- **Explore the material**:
1. List every place named in the article about the chaplain's fight with cancer, giving each one once.
2. Answer these questions from the article about the chaplain's fight with cancer:
(a) What rank in Bujinkan Budo Taijutsu does the term "Sandan" stand for?
(b) How long has Hale been training in martial arts?
(c) What treatment is she currently taking?
3. Copy the passage of the article about the chaplain's fight with cancer that starts at "Although the she" and ends at "currently taking chemotherapy.".

- **Passage for review**:
§
Chaplain fights cancer with support of her military and martial arts families
May 13, 2010
Army Chaplain (Capt.) Melissa Hale is easily described as a fighter. Although she didn't carry a weapon on her Iraq deployment, because chaplains are not permitted to, she has the spirit of a warrior, and she has the skills to go with it.
Trained in the martial arts of Bujinkan Budo Taijutsu, Hale is a "Sandan," which is a third-degree black belt. While deployed as a chaplain with the 230th Brigade Support Battalion, 30th Heavy Brigade Combat Team, she taught this form of martial arts at Forward Operating Base Falcon, south of Baghdad. She has been training for six years and now hosts a small training group in the dojo behind her house in Smithfield, N.C.
Although the she no longer has to worry about mortar attacks or improvised explosive devices, the chaplain has a new battle to fight.
During the final months of her deployment to Iraq, Hale was medically evacuated back to the U.S. when she discovered what most women hope they never find; a lump in her left breast. She underwent surgery to have the breast removed, and is currently taking chemotherapy.
§
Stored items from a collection
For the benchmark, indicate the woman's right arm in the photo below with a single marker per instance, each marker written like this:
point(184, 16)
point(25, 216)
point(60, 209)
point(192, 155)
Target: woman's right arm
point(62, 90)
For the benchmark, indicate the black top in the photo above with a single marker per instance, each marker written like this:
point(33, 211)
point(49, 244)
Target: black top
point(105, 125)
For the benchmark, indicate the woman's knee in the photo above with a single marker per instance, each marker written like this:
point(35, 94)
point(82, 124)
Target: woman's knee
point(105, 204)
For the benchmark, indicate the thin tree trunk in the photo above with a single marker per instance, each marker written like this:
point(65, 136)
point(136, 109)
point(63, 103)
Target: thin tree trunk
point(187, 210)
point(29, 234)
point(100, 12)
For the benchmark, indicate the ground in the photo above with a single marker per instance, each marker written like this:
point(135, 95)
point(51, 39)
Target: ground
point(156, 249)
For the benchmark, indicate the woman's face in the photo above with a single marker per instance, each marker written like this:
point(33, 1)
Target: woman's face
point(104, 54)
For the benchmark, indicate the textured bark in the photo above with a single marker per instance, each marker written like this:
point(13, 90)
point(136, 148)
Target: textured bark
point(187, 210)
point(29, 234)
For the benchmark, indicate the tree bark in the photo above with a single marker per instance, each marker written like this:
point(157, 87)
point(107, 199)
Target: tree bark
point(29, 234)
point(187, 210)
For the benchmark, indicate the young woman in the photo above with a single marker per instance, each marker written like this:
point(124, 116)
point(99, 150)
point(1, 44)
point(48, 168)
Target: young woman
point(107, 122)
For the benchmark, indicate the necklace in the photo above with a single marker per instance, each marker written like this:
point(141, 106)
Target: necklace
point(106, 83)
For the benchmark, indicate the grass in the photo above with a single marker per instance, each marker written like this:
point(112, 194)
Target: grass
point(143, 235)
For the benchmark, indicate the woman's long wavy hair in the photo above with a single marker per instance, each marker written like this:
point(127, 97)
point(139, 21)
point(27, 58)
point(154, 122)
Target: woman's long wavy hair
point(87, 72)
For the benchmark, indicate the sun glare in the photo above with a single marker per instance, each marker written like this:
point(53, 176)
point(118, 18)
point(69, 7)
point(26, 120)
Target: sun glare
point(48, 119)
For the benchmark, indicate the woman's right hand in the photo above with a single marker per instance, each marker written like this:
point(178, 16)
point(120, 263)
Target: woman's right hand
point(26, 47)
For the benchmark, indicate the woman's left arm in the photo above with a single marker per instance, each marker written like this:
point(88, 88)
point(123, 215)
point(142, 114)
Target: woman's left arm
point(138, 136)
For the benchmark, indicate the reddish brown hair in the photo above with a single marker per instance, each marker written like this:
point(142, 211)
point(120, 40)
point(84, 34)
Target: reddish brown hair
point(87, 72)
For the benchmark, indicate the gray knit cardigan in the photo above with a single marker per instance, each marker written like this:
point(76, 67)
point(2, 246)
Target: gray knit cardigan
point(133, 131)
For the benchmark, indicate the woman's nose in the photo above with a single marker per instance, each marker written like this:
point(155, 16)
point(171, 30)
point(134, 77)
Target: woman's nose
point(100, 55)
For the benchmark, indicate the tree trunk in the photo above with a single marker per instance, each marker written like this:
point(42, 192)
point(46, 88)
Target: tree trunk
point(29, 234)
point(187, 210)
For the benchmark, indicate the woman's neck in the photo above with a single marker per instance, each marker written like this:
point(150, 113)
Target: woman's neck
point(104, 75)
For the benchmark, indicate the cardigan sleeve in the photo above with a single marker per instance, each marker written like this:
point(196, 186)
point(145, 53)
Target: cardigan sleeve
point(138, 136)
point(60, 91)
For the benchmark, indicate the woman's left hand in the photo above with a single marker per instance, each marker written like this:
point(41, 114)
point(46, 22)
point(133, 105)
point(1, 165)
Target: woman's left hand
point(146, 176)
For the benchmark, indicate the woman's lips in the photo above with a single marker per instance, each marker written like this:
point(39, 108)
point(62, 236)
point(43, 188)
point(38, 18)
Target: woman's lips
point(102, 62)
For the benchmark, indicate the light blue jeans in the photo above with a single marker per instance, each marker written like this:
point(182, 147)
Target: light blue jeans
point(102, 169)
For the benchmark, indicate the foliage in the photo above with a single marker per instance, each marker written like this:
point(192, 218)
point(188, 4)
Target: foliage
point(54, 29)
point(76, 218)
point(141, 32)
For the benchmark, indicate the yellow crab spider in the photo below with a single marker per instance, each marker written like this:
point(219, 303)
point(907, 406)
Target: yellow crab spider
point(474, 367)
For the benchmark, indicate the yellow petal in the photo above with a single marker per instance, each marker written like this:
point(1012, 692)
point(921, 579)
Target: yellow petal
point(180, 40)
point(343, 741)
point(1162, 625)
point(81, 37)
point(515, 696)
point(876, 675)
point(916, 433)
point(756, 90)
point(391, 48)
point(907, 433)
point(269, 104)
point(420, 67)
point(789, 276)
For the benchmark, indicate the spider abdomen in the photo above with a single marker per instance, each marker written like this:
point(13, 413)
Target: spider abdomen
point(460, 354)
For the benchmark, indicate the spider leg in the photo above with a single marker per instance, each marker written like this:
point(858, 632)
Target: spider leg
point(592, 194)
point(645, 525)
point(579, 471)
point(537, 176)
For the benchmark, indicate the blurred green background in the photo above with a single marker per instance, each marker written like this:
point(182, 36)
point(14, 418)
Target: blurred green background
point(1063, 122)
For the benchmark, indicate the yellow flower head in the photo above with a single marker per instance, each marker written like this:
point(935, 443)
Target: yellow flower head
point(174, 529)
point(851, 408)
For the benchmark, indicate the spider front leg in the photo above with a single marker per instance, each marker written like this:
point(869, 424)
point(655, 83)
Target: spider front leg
§
- **Solved problems**:
1.
Iraq
Forward Operating Base Falcon
Baghdad
Smithfield, N.C.
the U.S.

2.
(a) A third-degree black belt.
(b) Six years.
(c) Chemotherapy.

3.
Although the she no longer has to worry about mortar attacks or improvised explosive devices, the chaplain has a new battle to fight.
During the final months of her deployment to Iraq, Hale was medically evacuated back to the U.S. when she discovered what most women hope they never find; a lump in her left breast. She underwent surgery to have the breast removed, and is currently taking chemotherapy.